### DATA FOR THIS TASK
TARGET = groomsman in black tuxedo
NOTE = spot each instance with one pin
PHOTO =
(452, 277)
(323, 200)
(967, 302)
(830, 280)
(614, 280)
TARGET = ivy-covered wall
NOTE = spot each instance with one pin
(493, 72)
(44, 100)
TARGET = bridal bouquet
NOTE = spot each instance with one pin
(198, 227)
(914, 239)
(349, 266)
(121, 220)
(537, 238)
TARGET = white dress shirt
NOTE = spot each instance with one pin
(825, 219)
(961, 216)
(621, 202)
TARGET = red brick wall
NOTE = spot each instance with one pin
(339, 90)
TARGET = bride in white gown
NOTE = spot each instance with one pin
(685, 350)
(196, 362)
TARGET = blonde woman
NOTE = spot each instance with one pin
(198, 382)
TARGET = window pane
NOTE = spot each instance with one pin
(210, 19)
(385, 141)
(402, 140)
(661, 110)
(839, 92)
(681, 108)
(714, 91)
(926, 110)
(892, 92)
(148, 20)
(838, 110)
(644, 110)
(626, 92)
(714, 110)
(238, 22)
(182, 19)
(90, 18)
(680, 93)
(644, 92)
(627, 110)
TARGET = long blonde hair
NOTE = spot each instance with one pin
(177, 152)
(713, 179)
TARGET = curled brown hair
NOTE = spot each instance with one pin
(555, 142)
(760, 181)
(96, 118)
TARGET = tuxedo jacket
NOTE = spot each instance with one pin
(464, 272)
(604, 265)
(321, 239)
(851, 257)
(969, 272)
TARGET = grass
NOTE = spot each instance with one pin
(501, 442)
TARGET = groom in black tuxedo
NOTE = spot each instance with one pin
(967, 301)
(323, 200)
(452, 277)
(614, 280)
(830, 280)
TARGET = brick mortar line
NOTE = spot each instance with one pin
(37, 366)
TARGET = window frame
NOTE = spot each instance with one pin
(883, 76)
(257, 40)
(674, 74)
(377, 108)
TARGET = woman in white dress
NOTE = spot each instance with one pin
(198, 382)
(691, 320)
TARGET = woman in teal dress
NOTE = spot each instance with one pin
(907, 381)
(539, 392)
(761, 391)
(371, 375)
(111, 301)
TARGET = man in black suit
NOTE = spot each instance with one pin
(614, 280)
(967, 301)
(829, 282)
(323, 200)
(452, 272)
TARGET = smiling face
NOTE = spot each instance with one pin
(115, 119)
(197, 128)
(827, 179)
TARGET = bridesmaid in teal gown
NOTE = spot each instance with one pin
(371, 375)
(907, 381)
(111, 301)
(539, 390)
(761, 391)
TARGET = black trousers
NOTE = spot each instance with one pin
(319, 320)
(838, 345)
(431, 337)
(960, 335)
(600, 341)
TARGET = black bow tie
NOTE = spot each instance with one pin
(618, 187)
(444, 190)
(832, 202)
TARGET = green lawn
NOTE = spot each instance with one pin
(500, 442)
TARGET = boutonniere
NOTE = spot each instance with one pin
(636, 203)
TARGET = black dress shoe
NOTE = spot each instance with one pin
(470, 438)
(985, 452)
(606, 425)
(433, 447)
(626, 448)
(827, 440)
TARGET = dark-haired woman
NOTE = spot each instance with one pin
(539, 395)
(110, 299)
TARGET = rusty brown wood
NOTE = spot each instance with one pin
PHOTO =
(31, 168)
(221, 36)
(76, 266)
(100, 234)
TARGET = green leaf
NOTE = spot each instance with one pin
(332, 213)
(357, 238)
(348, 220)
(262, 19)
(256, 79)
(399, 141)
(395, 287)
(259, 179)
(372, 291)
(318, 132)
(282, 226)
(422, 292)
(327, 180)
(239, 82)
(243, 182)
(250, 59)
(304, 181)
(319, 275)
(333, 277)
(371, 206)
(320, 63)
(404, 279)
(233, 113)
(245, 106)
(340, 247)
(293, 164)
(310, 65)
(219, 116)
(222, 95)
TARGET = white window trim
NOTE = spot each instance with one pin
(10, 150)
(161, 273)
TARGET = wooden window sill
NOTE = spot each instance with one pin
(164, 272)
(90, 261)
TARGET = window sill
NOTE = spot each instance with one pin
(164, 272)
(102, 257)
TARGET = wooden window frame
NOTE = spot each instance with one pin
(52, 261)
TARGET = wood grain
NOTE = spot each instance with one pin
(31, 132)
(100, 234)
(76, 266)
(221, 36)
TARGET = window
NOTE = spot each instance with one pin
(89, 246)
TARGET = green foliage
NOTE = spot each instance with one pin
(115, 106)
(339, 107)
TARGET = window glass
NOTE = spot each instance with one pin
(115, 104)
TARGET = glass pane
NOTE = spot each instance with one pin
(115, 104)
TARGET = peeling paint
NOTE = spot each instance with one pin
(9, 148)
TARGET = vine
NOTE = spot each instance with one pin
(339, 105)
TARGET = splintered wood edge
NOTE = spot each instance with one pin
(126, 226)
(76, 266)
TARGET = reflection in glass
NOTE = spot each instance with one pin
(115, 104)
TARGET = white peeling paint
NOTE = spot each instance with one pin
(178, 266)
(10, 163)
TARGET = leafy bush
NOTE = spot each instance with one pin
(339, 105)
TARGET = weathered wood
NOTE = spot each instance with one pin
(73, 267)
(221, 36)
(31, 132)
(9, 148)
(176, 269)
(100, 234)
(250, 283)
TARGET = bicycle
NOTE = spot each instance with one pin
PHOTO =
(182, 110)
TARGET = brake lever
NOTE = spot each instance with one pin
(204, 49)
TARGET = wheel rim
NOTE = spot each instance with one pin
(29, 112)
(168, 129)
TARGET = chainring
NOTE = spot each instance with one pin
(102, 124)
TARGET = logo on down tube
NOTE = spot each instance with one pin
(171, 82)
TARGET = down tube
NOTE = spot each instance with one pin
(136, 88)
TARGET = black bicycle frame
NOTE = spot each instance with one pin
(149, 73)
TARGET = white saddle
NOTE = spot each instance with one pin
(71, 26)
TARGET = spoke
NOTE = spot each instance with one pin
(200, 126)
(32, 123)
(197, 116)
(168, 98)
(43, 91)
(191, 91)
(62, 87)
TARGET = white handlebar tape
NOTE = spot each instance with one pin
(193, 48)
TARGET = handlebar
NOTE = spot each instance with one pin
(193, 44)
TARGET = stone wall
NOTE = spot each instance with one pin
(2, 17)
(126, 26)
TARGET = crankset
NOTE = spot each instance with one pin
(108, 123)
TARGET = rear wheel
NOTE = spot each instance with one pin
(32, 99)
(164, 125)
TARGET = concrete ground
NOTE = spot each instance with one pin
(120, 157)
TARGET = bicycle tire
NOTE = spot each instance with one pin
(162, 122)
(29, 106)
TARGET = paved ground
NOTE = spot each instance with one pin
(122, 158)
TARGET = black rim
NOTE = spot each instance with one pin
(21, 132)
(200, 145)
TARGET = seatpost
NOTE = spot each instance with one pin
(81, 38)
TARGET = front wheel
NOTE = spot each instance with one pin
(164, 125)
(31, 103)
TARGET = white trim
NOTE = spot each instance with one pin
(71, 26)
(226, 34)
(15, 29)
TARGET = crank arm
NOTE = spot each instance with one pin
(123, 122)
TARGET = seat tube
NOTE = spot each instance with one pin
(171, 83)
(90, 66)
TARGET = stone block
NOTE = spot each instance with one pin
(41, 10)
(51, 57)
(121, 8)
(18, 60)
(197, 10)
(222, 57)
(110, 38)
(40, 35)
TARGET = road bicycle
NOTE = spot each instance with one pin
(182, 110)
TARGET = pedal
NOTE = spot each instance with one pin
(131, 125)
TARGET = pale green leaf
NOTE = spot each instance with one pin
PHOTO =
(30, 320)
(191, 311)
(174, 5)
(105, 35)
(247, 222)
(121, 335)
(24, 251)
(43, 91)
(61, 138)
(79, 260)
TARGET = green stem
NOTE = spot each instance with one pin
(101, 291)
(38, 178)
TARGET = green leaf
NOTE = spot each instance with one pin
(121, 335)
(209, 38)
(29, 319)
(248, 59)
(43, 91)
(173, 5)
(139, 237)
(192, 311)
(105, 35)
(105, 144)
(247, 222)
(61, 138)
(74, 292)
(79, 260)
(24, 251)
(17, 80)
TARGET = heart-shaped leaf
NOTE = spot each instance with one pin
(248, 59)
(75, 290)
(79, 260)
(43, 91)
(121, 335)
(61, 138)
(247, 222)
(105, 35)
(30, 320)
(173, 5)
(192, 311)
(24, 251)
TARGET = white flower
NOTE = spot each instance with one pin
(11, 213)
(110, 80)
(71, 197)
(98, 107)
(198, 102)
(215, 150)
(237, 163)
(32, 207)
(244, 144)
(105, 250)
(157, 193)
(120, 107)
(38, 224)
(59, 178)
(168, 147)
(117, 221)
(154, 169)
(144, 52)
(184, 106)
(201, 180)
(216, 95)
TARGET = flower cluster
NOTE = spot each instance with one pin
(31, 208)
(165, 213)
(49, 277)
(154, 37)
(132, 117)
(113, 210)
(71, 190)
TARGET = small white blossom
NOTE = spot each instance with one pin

### TASK PROMPT
What needs duplicating is the run of lines from the one containing "TARGET = white flower" through the last line of the entries above, exact and complete.

### RESULT OF THIS EXERCISE
TARGET = white flower
NOTE = spot each instance with one pin
(11, 213)
(110, 80)
(71, 197)
(98, 107)
(198, 102)
(215, 150)
(237, 163)
(32, 207)
(244, 144)
(105, 250)
(157, 193)
(120, 107)
(38, 224)
(59, 178)
(168, 147)
(117, 221)
(154, 169)
(144, 52)
(184, 106)
(201, 180)
(216, 95)
TARGET = flower cluster
NOTE = spot each instance with one pin
(31, 208)
(165, 213)
(49, 277)
(154, 37)
(132, 117)
(113, 210)
(71, 190)
TARGET = small white blossom
NOTE = spot each instance with one pin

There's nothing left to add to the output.